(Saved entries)
━━━━━━━━━━━━━━━━

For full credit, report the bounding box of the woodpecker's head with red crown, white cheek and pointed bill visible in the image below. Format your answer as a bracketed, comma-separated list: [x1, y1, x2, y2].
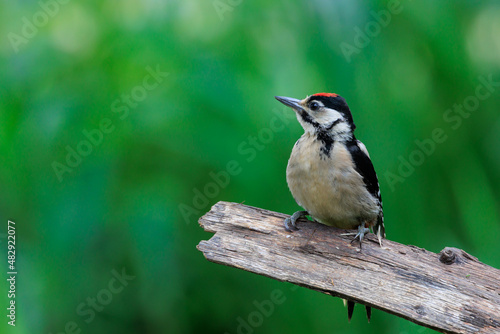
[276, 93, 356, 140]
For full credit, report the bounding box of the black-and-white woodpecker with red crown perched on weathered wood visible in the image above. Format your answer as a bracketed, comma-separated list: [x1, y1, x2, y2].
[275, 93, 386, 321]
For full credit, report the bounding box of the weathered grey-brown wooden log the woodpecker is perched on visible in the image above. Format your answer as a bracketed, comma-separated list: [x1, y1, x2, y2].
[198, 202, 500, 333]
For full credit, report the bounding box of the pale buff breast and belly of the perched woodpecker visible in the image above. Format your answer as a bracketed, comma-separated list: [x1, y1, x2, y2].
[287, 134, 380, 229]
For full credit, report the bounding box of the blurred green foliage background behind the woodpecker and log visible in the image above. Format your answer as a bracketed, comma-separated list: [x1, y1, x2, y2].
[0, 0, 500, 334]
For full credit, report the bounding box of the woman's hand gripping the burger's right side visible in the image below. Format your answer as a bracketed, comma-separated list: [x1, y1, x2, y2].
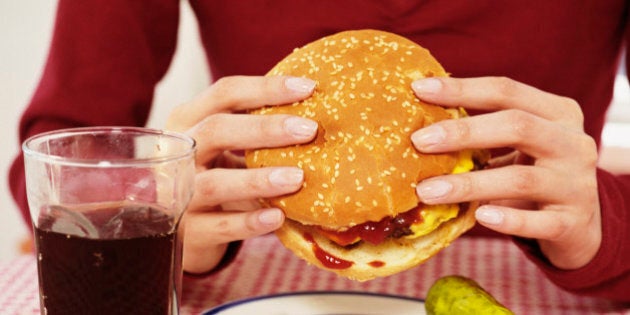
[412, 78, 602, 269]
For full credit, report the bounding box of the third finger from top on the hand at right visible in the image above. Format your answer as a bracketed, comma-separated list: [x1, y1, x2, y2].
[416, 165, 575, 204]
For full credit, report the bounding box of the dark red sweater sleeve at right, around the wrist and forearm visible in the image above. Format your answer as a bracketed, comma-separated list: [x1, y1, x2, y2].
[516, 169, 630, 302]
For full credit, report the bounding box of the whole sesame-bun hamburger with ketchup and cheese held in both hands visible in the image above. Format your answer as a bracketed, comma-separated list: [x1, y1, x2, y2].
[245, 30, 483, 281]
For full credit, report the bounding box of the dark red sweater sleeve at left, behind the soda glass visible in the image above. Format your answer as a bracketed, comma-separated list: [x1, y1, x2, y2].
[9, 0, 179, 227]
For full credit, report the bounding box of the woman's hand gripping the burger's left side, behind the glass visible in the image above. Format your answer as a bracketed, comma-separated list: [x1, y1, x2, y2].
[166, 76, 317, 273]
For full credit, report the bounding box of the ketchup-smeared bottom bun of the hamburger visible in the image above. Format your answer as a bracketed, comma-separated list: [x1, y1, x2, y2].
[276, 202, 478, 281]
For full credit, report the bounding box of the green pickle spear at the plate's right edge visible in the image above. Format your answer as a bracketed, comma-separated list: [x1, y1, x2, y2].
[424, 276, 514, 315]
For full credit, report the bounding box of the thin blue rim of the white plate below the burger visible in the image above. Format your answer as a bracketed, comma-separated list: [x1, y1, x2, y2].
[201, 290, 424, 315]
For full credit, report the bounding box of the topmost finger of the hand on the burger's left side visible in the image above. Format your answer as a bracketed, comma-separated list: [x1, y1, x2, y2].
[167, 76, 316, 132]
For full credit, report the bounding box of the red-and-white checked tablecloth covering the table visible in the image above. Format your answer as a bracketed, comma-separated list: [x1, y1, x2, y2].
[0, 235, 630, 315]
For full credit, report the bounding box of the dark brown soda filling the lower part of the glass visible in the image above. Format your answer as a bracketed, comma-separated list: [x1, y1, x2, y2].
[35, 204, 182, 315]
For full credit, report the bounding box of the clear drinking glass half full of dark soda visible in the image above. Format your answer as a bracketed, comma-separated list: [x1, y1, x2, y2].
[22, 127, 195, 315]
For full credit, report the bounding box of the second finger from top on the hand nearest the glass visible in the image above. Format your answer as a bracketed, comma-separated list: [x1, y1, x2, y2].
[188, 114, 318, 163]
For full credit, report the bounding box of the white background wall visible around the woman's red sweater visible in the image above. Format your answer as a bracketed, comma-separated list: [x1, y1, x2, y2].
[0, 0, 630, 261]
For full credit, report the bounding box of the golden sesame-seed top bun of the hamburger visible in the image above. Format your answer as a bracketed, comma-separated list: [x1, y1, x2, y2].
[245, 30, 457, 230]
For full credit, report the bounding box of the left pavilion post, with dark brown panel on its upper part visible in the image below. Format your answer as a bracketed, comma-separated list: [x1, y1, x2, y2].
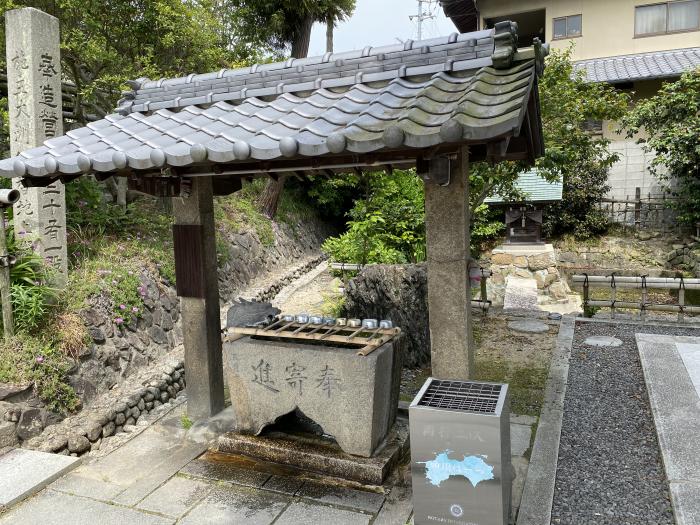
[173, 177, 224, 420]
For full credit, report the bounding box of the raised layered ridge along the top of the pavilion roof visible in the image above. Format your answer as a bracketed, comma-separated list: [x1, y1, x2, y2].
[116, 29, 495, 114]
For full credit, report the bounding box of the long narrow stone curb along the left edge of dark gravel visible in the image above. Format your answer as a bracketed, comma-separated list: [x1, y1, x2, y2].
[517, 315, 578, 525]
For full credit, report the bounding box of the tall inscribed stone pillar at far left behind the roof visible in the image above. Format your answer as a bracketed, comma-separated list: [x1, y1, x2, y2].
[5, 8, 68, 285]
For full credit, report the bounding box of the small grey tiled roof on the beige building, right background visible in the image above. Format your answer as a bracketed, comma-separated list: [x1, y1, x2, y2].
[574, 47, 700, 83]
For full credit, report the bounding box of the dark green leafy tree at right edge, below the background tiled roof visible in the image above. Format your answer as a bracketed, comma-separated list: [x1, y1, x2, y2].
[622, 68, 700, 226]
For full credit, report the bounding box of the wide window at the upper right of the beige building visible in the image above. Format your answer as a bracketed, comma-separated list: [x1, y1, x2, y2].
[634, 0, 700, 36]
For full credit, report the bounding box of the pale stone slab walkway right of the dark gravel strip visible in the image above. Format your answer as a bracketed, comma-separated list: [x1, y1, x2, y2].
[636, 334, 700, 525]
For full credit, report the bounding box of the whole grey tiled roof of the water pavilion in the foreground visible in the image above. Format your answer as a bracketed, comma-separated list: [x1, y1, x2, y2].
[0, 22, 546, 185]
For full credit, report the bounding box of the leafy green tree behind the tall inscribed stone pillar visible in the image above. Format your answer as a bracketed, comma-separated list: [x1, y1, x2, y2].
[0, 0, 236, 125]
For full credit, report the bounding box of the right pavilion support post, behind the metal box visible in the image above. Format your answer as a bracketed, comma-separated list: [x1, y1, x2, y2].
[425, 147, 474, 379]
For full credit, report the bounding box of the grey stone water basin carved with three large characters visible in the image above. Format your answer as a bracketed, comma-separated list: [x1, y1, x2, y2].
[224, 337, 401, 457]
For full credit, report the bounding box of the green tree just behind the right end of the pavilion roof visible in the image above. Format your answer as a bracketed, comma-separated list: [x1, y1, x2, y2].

━━━━━━━━━━━━━━━━

[EXERCISE GOAL] A verbatim copy of every record above is required, with all pictures omitted.

[EXERCISE OUTPUT]
For full credit, report the bounding box of the woodpecker's head with red crown, white cheek and pointed bill visible in the image below. Format your answer as a bracketed, comma-separated list: [x1, y1, x2, y2].
[276, 93, 356, 140]
For full credit, report the bounding box of the black-and-white woodpecker with red crown perched on weathered wood visible in the image above. Format your answer as a bracketed, comma-separated list: [x1, y1, x2, y2].
[275, 93, 386, 321]
For full credit, report the bounding box of the weathered grey-brown wooden log the woodpecker is perched on visible in the image above. Format your answer as a bracketed, comma-separated list: [x1, y1, x2, y2].
[198, 202, 500, 333]
For full credit, report the bounding box of the pale buff breast and belly of the perched woodpecker visible in the image above. Format your answer as a bracketed, comma-separated list: [x1, y1, x2, y2].
[287, 134, 380, 229]
For full credit, report the bounding box of the blurred green foliage background behind the woodpecker and log visible in the image above. Format your answer as a bracketed, comma-separated list: [x1, y1, x2, y2].
[0, 0, 500, 334]
For full credit, report the bounding box of the woman's hand gripping the burger's right side visible in the image below. Format your answer as a bracketed, comma-separated list: [x1, y1, x2, y2].
[412, 78, 602, 269]
For full credit, report the bounding box of the third finger from top on the hand at right visible in the image above. Format your answer as a bracketed, comma-separated list: [x1, y1, x2, y2].
[416, 165, 575, 204]
For full credit, report the bounding box of the dark red sweater sleeve at right, around the wrist and forearm visible in the image above. Format your answer as a bracketed, comma-separated list: [x1, y1, x2, y2].
[516, 169, 630, 302]
For full credit, report the bounding box of the whole sesame-bun hamburger with ketchup and cheese held in both hands visible in the image above. Format your answer as a bracketed, comma-separated list: [x1, y1, x2, y2].
[245, 30, 483, 281]
For full credit, report the bounding box of the dark red sweater sleeve at left, behind the soda glass visible in the image above. Format your answer as a bracketed, comma-separated list: [x1, y1, x2, y2].
[9, 0, 179, 227]
For full credit, report the bounding box of the woman's hand gripping the burger's left side, behind the glass visible in the image above. Format your answer as a bracketed, comma-separated list: [x1, y1, x2, y2].
[166, 76, 317, 273]
For full credit, report the bounding box of the ketchup-smeared bottom bun of the hamburger visible in the image above. Format your answer as a bracketed, comma-separated list: [x1, y1, x2, y2].
[276, 202, 478, 281]
For full credit, report the bounding box of the green pickle spear at the plate's right edge visible in the image above. Format your answer as a bracketed, comma-separated list: [x1, y1, x2, y2].
[424, 276, 514, 315]
For full credit, report the bounding box of the thin blue rim of the white plate below the burger visible in the image above. Format your answer as a bracketed, comma-separated list: [x1, y1, x2, y2].
[201, 290, 424, 315]
For full credit, report the bounding box of the topmost finger of the hand on the burger's left side visible in the image above. Format your answer as a bracketed, comma-separated list: [x1, y1, x2, y2].
[167, 76, 316, 132]
For full credit, report the bounding box of the red-and-white checked tablecloth covering the table visible in the image above. Format your answer as a bracketed, comma-separated list: [x1, y1, x2, y2].
[0, 235, 630, 315]
For full credit, report the bounding box of the dark brown soda filling the lower part of the glass visible in the image above. Format your answer as a bracketed, comma-separated list: [x1, y1, x2, y2].
[35, 204, 182, 315]
For full credit, report the bounding box of the clear drinking glass half full of dark soda visible in the image above. Format your answer as a bracketed, comma-separated list: [x1, y1, x2, y2].
[22, 127, 195, 315]
For full credit, report the bounding box of the second finger from top on the hand nearest the glass visible in the image above. Format your answer as a bracketed, comma-separated list: [x1, y1, x2, y2].
[188, 114, 318, 163]
For full credit, report the bounding box of the white background wall visible around the woman's red sweater visible in the image above. Format your answer as a bracketed, comma-separated list: [x1, y1, x2, y2].
[0, 0, 630, 261]
For full credit, report the bounding box of the golden sesame-seed top bun of the hamburger visible in the image above. Format your answer as a bracketed, comma-separated list: [x1, y1, x2, y2].
[245, 30, 457, 230]
For full credit, report the bounding box of the left pavilion post, with dark brown panel on its upper part visible in the image below. Format your answer as a bracketed, comma-separated list: [x1, y1, x2, y2].
[173, 177, 224, 420]
For full credit, report the bounding box of the raised layered ridge along the top of the pavilion roof visible in the image above. Format your answer as a bracketed, comma-separated list: [x1, y1, x2, y2].
[116, 29, 495, 114]
For full credit, report the bounding box of the long narrow stone curb along the left edge of dark gravel visible in the image above. Format your answer as a bracketed, comma-separated list: [x1, y1, x2, y2].
[517, 315, 578, 525]
For full credit, report the bounding box of the tall inscribed stone pillar at far left behind the roof visible in the image above. Format your answer as a bracketed, comma-separated list: [x1, y1, x2, y2].
[5, 8, 68, 285]
For full credit, report the bounding box of the small grey tiled roof on the beige building, right background visible in the image above. Format your answer as a bracketed, comma-separated list: [x1, y1, x2, y2].
[574, 47, 700, 83]
For full credit, report the bounding box of the dark green leafy tree at right edge, below the background tiled roof visible in the image above. Format your answer as a bracketed, comma-separated list: [x1, y1, x2, y2].
[622, 68, 700, 226]
For full credit, report the bounding box of the wide window at the upper right of the beige building visible in the image above. Format your answer as a bracketed, comma-separated list: [x1, y1, x2, y2].
[634, 0, 700, 36]
For full credit, report the bounding box of the pale stone slab walkway right of the dark gravel strip visible in the image above. Format your answer as a bracketed, comma-separated list: [x1, y1, x2, y2].
[636, 334, 700, 525]
For full credit, report the bounding box of the whole grey tiled roof of the water pavilion in the foreground visible in the image above. Format your answer as a bracketed, comma-separated list: [x1, y1, x2, y2].
[0, 22, 546, 185]
For full credit, report the bounding box of the leafy green tree behind the tall inscribed stone pillar visible in the image above. Format your answer as a bracketed, comma-separated list: [x1, y1, x2, y2].
[0, 0, 236, 125]
For full credit, report the bounding box of the right pavilion support post, behind the metal box visible in the image above. Format your answer as a bracketed, comma-separated list: [x1, y1, x2, y2].
[425, 147, 474, 379]
For full credit, report the bounding box of the grey stone water basin carved with three large characters visible in the image above. Format your answer as a bracketed, comma-separated list: [x1, y1, x2, y2].
[224, 337, 401, 457]
For full credit, report the bounding box of the green tree just behind the right end of the pavilion roof visible in the image above. Format your answer as a bracketed, comma-separated list: [x1, y1, x2, y2].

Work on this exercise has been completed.